**WHAT IS EXPECTED**
All that is wanted is a word-for-word copy of the data from its first line to the line containing "rough mask: <svg", both included.

Records contained in a dataset
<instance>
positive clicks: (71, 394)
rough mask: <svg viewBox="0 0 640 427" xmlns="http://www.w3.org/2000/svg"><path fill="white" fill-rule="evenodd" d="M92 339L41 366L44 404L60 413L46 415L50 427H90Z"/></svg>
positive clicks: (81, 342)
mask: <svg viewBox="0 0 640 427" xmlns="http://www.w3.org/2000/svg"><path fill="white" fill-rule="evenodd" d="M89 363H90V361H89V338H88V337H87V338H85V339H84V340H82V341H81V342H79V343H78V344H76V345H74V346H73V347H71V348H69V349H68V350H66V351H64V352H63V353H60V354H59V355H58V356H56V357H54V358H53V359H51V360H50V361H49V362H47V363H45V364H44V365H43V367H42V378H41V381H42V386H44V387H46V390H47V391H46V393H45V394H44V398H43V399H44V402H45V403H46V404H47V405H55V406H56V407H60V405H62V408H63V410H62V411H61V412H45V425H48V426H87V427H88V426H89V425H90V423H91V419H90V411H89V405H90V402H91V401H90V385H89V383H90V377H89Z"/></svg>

**RESULT OF THIS TASK**
<instance>
positive clicks: (71, 394)
rough mask: <svg viewBox="0 0 640 427" xmlns="http://www.w3.org/2000/svg"><path fill="white" fill-rule="evenodd" d="M92 339L41 366L44 404L60 413L46 415L50 427H90Z"/></svg>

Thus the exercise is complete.